Quoted passage ->
--------------------------------------------------

Discharge planning typically begins at the time of admission. Physicians and hospital staff manage the patient’s acute issues throughout the stay while simultaneously trying to anticipate the patient’s discharge needs. Physicians capture these associated efforts by reporting discharge day management codes 99238 or 99239.
Code Use
Use of discharge day management codes 99238-99239 is reserved for the admitting physician/group, unless a formal transfer of care occurs (e.g., patient is transferred from the intensive care unit by the critical care physician to the medical-surgical floor on the hospitalist’s service).
Report one discharge code per hospitalization, but only when the service occurs after the initial date of admission. Codes 99238 or 99239 are not permitted for use when the patient is admitted and discharged on the same calendar date. When this occurs, the physician selects from 99221-99223 (initial inpatient care) or 99234-99236 (admission and discharge on the same day). Choose 99234-99238 when the patient stay is eight or more hours on the same calendar day and the insurer accepts these codes.

--------------------------------------------------

Data shown ->

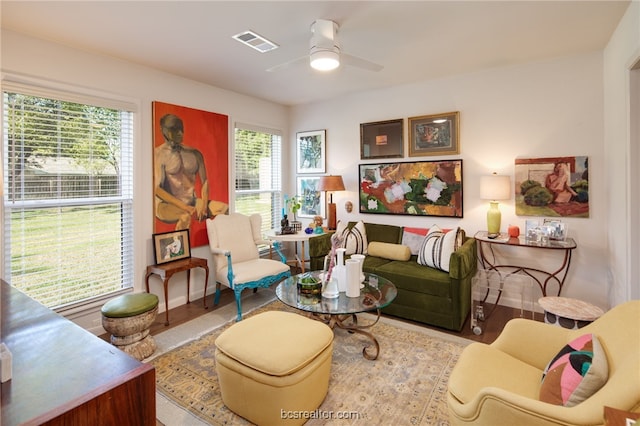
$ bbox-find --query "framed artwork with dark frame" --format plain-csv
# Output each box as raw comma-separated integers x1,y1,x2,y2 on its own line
409,111,460,157
153,229,191,265
297,176,326,218
359,160,463,218
360,118,404,160
296,130,327,173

--------------------------------------------------

What you have to do -> Restate the discharge coding passage from "Discharge planning typically" up to and including "the hospitalist’s service).", changing "discharge day management" to "hospital discharge".

Output of the exercise ->
Discharge planning typically begins at the time of admission. Physicians and hospital staff manage the patient’s acute issues throughout the stay while simultaneously trying to anticipate the patient’s discharge needs. Physicians capture these associated efforts by reporting hospital discharge codes 99238 or 99239.
Code Use
Use of hospital discharge codes 99238-99239 is reserved for the admitting physician/group, unless a formal transfer of care occurs (e.g., patient is transferred from the intensive care unit by the critical care physician to the medical-surgical floor on the hospitalist’s service).